What this task involves: Below are some records. Print exactly the lines between the one holding "fish. Carefully annotate each with a bounding box." and the one holding "roof. Carefully annotate each with a bounding box.", inclusive, and nothing else.

- - -

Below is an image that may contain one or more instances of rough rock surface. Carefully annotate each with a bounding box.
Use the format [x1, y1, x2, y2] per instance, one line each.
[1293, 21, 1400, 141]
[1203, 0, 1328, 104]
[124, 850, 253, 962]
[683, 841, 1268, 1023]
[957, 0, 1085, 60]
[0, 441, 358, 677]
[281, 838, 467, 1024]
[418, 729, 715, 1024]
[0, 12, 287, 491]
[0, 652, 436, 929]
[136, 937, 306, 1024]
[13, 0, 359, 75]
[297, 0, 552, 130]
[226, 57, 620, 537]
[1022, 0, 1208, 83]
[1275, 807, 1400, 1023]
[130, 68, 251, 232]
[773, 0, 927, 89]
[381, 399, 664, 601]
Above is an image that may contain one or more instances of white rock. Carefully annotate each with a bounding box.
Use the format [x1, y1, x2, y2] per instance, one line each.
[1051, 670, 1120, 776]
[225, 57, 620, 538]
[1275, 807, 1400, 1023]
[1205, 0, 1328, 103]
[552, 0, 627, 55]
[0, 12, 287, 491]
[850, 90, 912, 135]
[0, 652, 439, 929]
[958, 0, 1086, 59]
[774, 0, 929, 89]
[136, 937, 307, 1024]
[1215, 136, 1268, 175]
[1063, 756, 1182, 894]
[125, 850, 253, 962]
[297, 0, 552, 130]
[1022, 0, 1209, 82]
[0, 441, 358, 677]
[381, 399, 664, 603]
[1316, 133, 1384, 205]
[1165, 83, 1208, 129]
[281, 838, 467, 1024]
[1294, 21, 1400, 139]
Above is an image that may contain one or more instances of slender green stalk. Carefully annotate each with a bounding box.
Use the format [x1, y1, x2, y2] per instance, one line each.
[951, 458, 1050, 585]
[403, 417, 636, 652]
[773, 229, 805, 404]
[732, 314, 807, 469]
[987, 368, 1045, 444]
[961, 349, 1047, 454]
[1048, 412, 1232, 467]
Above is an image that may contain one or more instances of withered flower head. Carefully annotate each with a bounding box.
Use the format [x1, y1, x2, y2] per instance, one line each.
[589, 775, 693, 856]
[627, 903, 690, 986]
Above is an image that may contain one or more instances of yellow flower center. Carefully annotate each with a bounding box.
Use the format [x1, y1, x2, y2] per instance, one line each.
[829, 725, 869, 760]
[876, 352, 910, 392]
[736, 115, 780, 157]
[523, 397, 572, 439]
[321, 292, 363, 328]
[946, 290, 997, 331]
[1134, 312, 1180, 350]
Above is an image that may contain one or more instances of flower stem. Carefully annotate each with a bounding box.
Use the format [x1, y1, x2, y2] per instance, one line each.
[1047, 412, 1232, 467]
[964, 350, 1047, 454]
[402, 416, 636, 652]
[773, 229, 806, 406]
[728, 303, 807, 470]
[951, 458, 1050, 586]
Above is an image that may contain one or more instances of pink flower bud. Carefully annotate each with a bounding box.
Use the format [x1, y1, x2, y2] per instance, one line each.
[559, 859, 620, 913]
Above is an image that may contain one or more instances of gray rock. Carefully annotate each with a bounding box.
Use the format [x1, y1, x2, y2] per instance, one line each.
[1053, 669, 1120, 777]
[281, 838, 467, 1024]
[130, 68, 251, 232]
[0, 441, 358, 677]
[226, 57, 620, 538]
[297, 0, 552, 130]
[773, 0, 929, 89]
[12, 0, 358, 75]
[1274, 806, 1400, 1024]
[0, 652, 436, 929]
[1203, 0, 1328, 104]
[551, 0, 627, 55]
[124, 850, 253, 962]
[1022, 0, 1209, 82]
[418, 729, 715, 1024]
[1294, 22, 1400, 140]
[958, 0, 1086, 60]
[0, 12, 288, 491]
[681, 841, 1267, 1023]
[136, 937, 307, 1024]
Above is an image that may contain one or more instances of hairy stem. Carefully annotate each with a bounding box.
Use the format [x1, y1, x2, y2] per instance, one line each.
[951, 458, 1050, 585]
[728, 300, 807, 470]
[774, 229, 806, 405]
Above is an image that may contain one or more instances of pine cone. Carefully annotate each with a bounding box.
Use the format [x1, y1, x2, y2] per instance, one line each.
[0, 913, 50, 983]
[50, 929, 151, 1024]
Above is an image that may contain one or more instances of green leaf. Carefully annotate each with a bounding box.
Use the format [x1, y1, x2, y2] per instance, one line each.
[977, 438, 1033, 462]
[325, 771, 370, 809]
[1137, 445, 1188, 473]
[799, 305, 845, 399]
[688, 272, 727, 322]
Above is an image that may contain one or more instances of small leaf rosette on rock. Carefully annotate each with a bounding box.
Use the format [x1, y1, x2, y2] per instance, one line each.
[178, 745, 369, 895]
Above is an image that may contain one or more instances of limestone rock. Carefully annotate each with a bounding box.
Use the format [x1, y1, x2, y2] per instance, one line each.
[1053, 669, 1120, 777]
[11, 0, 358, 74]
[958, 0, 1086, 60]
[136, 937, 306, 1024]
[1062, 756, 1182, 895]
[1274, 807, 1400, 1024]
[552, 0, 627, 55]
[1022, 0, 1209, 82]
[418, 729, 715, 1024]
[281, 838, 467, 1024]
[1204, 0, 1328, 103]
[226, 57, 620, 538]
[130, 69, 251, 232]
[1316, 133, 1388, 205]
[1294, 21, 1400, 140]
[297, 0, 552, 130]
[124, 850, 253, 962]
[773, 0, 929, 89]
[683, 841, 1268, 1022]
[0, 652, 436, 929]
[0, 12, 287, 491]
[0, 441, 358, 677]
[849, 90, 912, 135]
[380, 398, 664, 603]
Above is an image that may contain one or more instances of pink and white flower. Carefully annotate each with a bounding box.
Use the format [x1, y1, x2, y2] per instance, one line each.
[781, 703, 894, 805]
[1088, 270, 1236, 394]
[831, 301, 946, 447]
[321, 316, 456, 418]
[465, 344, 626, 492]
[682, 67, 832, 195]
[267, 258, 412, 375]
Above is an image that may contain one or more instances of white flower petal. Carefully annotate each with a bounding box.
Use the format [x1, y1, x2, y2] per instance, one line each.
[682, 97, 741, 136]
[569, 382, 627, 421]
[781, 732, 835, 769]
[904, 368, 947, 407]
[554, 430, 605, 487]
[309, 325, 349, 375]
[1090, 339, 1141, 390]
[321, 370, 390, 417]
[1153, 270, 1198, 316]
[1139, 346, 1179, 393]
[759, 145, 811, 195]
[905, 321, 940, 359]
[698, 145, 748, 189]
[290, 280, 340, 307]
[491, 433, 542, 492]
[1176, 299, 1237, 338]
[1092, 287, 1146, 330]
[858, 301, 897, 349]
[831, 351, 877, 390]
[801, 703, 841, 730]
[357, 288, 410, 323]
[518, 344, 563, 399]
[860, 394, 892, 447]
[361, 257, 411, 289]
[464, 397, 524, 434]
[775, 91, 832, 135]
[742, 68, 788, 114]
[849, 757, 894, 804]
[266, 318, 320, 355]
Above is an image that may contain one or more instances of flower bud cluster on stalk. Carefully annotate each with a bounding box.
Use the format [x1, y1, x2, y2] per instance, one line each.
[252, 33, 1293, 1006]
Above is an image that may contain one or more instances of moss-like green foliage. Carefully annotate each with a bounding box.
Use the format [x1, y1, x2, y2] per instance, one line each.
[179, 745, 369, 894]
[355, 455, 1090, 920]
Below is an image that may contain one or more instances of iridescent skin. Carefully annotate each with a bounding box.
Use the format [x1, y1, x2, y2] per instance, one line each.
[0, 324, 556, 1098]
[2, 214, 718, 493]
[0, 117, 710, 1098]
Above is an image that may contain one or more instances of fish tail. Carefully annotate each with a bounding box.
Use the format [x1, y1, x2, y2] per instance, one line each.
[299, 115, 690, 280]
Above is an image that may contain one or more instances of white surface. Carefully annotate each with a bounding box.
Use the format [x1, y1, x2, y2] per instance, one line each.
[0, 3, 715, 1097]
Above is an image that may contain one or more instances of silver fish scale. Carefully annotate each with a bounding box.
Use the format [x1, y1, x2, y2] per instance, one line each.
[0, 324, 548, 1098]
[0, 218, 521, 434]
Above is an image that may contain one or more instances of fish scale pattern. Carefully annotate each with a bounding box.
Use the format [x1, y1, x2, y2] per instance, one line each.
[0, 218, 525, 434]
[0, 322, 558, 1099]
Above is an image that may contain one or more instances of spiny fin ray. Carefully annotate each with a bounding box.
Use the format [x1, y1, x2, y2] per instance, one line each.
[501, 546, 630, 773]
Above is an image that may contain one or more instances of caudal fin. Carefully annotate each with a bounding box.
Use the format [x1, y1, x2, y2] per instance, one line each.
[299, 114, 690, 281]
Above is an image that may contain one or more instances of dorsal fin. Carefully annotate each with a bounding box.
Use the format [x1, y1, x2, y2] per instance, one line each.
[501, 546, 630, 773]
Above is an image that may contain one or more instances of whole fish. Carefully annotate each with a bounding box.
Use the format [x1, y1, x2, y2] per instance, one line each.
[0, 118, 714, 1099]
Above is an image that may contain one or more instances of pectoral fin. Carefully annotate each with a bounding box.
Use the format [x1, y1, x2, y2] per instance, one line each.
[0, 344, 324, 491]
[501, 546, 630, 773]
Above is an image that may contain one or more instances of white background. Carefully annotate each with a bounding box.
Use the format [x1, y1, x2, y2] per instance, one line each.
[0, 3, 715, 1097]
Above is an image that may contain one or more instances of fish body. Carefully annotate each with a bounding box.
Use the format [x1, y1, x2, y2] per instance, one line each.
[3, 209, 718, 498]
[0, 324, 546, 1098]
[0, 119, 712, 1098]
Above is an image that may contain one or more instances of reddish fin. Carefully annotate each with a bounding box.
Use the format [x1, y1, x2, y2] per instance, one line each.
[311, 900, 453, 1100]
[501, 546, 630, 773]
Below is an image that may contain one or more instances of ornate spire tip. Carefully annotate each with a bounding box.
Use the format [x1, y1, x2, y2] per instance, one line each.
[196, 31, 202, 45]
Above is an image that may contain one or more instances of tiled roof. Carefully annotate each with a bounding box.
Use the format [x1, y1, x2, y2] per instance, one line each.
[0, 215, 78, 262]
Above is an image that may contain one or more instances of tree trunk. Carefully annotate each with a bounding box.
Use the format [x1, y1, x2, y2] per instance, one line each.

- - -

Worked solution:
Above is an image that may contain one or more instances of whole fish. Carefully annotate each with a bounding box.
Use the format [x1, y1, x2, y2] per instance, one line each.
[0, 118, 714, 1099]
Above is an image that may contain one or more instances of pectoral fin. Carefully annotate each with a bounding box.
Use the format [x1, y1, x2, y2] per instance, one line each.
[0, 344, 324, 491]
[501, 546, 630, 773]
Above is an image that may contain one or more instances of white background. Carefully annotate each with a bounding box.
Use the format [x1, y1, x2, y2] per instance, one line each.
[0, 3, 715, 1097]
Above is an image that may contain one or more instances of fish body. Carefully annotate each with a bounding box.
Use the format [x1, y1, x2, y2] per instance, one line each.
[3, 209, 718, 498]
[0, 324, 546, 1098]
[0, 119, 712, 1098]
Above is an image that may contain one or more instances of reddish fin. Carefully annotate each with a bounding box.
Use the format [x1, y1, x2, y2] per instance, one line each.
[311, 900, 453, 1100]
[501, 546, 630, 773]
Below is an image that may contain one or more instances of ornate spire tip. Carefully annotate each with a bounding box.
Use the format [x1, y1, x2, y2] per instance, one line each.
[196, 31, 202, 45]
Above is an image that may contain one or more instances of tiled roof. Carefully annotate each with a bounding box.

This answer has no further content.